##### INFORMATION SUPPLIED #####

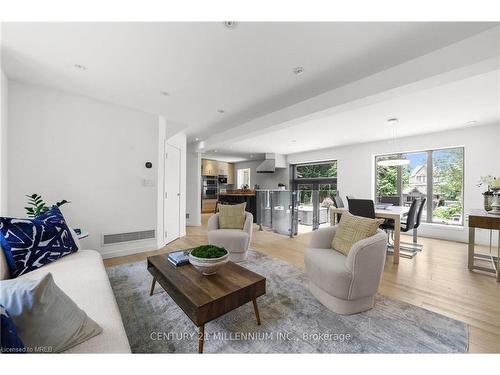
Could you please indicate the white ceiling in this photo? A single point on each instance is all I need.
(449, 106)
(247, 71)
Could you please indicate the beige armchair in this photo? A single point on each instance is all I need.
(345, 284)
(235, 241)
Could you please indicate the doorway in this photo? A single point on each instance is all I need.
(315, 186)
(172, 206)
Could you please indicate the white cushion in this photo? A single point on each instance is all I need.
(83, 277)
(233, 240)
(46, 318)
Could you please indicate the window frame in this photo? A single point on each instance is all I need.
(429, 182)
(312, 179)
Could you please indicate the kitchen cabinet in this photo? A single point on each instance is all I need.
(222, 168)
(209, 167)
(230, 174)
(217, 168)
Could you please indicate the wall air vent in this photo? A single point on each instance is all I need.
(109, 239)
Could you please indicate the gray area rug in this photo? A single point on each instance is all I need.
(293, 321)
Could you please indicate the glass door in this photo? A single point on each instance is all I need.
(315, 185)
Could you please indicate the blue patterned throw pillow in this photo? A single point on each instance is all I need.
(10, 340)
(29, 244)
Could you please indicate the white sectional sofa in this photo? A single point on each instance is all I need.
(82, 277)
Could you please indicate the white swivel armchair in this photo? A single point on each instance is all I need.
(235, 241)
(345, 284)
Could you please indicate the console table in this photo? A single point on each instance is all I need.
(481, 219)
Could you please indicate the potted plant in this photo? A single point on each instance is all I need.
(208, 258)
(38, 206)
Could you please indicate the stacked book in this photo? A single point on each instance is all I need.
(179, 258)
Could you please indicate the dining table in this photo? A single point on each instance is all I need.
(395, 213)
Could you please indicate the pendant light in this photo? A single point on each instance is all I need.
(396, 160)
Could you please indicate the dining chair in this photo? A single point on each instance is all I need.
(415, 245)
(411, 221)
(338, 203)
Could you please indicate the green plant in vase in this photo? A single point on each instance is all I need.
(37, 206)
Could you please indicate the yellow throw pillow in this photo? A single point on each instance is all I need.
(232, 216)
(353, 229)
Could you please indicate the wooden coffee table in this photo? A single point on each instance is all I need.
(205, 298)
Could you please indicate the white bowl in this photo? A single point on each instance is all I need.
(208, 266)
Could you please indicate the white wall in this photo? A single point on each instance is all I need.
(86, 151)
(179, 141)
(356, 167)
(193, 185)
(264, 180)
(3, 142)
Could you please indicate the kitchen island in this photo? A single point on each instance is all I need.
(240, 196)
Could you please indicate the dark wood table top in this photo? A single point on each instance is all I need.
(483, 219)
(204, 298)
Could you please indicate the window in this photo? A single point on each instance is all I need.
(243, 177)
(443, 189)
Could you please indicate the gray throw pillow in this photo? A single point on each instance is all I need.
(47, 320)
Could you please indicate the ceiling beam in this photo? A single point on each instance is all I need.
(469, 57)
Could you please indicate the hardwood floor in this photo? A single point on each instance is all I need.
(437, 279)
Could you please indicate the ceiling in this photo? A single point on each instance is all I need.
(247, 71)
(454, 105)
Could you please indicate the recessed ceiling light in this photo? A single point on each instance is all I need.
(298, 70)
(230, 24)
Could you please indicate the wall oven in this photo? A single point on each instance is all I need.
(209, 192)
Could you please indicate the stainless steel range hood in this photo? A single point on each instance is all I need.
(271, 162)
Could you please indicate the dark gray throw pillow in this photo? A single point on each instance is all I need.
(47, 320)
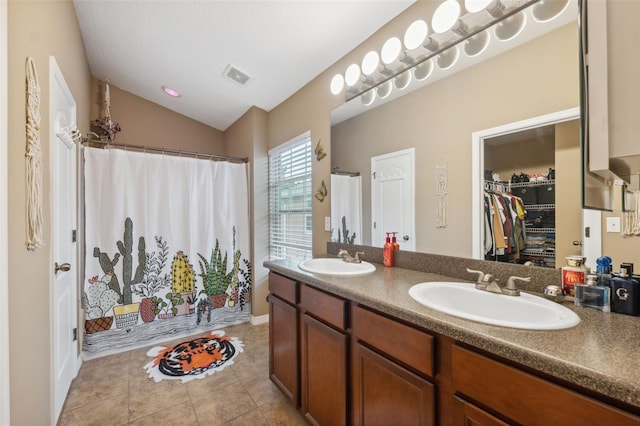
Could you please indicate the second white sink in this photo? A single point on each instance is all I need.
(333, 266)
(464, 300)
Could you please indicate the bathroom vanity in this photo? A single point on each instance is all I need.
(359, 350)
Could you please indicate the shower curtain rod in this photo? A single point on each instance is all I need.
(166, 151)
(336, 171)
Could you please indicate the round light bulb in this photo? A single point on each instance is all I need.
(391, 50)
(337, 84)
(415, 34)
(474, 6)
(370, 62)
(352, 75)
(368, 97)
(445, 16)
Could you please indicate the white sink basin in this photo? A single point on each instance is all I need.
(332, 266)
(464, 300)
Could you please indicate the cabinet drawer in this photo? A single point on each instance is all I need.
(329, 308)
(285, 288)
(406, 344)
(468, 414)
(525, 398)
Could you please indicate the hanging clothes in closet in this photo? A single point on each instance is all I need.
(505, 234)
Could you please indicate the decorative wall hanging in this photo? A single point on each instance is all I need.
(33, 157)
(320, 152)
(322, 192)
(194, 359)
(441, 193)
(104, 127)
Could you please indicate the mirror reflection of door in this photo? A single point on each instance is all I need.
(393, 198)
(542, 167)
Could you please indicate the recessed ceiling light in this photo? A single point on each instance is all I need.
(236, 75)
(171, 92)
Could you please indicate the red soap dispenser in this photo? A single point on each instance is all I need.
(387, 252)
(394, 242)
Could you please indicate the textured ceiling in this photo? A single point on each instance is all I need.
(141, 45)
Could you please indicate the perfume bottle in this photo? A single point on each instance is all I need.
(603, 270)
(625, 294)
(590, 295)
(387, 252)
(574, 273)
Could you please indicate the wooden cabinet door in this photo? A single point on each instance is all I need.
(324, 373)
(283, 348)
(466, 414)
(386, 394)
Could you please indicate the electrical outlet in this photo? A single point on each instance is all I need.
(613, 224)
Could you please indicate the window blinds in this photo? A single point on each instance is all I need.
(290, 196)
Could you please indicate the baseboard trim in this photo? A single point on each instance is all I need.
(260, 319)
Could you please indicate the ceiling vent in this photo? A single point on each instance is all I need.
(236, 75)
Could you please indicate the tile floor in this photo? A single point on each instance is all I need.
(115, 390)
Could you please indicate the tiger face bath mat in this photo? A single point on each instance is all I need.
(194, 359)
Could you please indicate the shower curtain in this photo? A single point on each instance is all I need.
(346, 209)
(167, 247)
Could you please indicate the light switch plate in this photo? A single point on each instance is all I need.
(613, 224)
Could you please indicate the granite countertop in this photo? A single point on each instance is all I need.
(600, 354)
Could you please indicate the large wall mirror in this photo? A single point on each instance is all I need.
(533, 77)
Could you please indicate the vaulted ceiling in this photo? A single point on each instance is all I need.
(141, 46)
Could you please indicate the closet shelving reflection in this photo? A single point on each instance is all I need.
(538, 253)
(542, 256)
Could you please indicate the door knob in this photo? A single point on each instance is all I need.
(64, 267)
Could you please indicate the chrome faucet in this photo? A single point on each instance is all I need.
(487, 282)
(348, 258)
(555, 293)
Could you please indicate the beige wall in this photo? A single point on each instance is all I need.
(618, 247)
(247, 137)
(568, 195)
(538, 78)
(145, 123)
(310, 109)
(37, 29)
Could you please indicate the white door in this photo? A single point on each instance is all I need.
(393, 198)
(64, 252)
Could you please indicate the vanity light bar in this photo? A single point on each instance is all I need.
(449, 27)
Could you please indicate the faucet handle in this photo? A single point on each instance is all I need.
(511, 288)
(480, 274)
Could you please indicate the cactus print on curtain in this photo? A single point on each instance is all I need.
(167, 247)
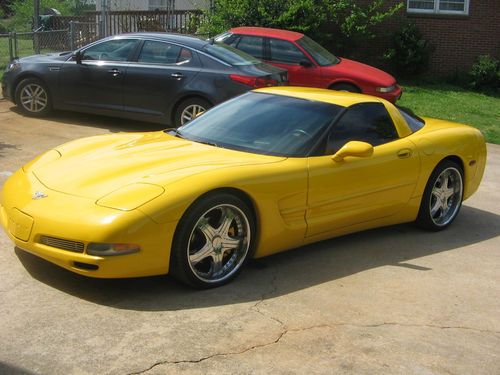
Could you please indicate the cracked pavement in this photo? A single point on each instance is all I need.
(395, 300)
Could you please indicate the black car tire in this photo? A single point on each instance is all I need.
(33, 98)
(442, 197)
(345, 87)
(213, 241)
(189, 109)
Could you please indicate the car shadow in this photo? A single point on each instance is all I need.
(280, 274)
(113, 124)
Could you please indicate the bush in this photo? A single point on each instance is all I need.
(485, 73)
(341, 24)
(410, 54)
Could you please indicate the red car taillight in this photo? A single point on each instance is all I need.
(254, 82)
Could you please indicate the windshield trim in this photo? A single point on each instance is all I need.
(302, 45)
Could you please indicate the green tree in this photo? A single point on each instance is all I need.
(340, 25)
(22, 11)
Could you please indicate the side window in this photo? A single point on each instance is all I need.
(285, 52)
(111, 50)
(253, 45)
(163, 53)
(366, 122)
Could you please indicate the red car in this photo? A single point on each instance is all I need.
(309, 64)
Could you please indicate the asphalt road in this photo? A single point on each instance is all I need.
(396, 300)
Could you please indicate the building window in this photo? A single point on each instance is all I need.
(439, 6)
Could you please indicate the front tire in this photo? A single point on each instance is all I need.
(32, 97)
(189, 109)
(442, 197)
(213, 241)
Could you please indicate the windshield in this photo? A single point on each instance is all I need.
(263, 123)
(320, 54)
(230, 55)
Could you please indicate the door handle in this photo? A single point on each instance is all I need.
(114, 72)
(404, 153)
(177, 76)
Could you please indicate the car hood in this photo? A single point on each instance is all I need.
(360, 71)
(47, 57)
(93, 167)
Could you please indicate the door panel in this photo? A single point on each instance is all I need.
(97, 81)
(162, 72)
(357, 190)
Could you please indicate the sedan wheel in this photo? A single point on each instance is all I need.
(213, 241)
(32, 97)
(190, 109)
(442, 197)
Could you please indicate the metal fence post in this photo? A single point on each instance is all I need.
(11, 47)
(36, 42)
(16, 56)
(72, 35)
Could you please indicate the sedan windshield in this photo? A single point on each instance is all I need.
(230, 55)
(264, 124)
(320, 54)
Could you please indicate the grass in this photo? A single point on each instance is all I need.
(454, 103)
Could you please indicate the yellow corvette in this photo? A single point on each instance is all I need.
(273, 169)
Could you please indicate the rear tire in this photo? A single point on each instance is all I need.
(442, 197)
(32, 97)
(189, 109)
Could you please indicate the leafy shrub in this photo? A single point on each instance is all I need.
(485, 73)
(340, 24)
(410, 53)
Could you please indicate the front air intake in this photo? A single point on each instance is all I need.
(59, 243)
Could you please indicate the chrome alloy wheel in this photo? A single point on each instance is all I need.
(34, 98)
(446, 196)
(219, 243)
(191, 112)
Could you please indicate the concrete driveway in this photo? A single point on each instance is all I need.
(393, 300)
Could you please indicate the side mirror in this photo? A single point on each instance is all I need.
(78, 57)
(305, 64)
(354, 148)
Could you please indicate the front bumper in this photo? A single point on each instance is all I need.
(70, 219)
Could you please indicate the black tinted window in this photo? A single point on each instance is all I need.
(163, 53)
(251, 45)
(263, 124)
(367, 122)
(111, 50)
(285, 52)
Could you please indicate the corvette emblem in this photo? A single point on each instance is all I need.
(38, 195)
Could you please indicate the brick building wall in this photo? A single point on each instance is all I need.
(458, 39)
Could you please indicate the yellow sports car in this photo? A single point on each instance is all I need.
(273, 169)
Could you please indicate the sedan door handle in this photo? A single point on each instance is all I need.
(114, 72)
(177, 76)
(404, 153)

#####
##### INFORMATION SUPPLIED #####

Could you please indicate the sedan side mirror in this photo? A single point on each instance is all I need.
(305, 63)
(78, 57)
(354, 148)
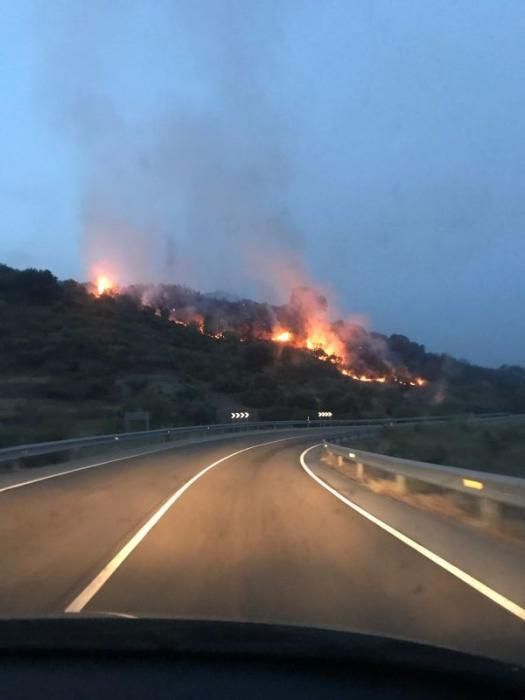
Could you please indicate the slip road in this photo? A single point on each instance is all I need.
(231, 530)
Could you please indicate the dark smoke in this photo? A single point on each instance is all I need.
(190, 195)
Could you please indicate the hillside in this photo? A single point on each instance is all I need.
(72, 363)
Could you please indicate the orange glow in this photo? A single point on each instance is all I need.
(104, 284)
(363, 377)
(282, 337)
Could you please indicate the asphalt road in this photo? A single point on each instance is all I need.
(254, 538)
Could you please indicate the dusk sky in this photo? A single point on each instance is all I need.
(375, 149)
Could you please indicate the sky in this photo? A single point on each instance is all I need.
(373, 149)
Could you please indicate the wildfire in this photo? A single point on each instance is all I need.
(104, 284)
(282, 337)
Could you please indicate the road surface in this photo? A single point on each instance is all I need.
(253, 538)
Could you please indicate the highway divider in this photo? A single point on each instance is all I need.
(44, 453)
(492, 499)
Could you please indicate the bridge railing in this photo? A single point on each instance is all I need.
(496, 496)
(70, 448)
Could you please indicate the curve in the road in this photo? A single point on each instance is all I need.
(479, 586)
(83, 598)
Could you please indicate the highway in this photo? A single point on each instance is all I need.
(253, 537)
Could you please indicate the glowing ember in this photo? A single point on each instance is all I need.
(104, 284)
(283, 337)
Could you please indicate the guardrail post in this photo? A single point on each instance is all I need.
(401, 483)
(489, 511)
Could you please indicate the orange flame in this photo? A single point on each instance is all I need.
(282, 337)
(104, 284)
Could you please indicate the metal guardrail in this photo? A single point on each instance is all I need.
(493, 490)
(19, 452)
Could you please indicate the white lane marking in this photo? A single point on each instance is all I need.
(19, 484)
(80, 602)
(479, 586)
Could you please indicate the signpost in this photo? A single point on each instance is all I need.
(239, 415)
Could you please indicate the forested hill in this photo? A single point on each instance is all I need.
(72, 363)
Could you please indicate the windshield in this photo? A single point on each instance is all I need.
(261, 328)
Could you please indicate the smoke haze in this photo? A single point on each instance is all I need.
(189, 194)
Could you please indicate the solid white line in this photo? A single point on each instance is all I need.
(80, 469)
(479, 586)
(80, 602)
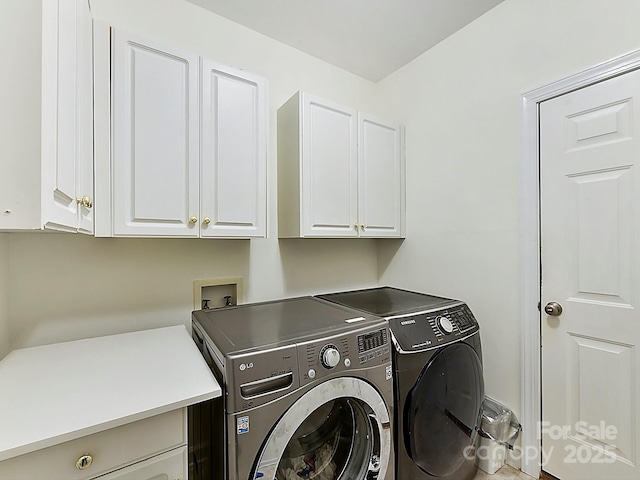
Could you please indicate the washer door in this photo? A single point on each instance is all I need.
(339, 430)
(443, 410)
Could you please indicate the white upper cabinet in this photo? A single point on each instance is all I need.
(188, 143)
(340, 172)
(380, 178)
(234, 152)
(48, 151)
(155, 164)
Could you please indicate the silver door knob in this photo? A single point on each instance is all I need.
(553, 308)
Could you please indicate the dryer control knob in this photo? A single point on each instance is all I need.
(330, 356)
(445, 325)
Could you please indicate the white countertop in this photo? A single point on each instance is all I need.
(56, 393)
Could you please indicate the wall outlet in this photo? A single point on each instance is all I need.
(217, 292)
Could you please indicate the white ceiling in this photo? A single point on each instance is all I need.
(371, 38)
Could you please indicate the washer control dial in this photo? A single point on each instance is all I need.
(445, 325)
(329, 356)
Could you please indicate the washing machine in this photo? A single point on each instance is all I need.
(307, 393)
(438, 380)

#####
##### INFORMATION SUPPLIED #####

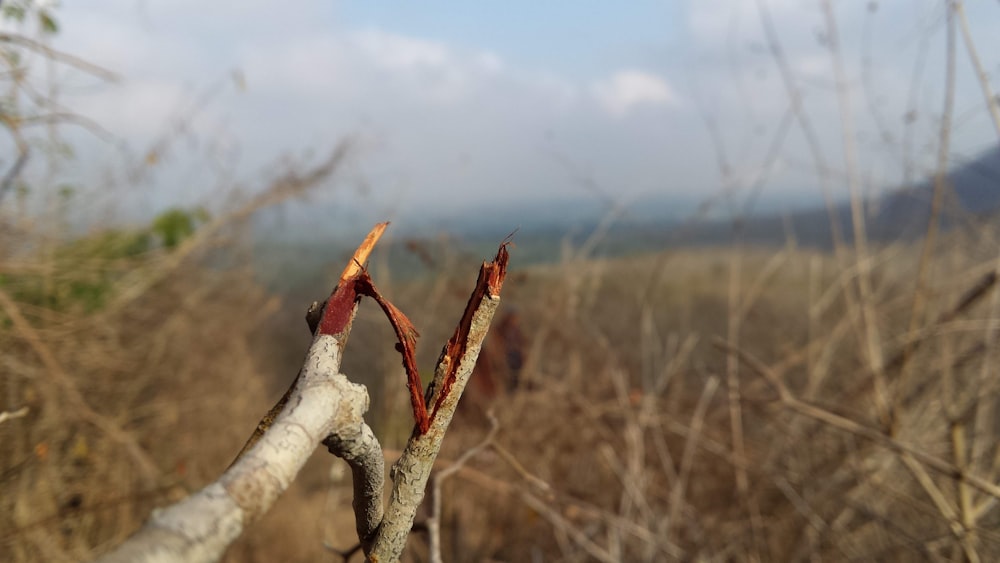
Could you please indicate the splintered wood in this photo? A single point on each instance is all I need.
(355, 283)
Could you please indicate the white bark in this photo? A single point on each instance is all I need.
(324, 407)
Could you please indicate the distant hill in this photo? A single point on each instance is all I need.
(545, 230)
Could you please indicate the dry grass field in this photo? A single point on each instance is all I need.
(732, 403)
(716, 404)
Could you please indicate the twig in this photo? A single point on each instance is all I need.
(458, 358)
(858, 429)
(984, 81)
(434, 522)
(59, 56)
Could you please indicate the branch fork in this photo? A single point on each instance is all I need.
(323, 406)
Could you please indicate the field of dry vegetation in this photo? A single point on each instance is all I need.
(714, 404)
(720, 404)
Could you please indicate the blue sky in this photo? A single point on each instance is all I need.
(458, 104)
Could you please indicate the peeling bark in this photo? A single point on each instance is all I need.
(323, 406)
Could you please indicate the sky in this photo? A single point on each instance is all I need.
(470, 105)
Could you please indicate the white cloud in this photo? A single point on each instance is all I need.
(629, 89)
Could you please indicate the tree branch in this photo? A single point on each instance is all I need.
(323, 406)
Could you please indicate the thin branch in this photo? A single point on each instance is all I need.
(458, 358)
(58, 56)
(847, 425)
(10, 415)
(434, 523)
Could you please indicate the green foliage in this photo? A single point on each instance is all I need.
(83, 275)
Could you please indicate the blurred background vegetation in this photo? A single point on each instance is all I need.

#####

From the listing above, return the lines starting at the one with "Could you please indicate the field" and ending at the one with "Could you please indicate the blurred", both kept, exactly as they appear and nothing more.

▶ **OUTPUT**
Could you please indicate the field of dry vegetation in this photo? A single point on each instance is all I need.
(714, 404)
(720, 404)
Could you please indicate the blue sky in this photo? A single point on each instance is all I need.
(458, 104)
Could you please indicate the peeling bark in this photo? A single point on each instance is all I need.
(323, 406)
Could you please indicate the sky in this photo? A single point on each instance is all I need.
(470, 105)
Could you please indicate the white cloud in this photo? A single point on each instance is all I need.
(629, 89)
Could you please indicate the tree branch in this photo? A single point on each instance is all I need.
(323, 406)
Could you please indicate the thin branch in this photo? A single point on each instance is all I need.
(458, 358)
(58, 56)
(847, 425)
(10, 415)
(434, 523)
Could you please indicate the green foliage in this photo? A single point on each instance is all I need.
(83, 275)
Could you please indicate the blurred background vegetation in this photo? A single point on each instance is all I need.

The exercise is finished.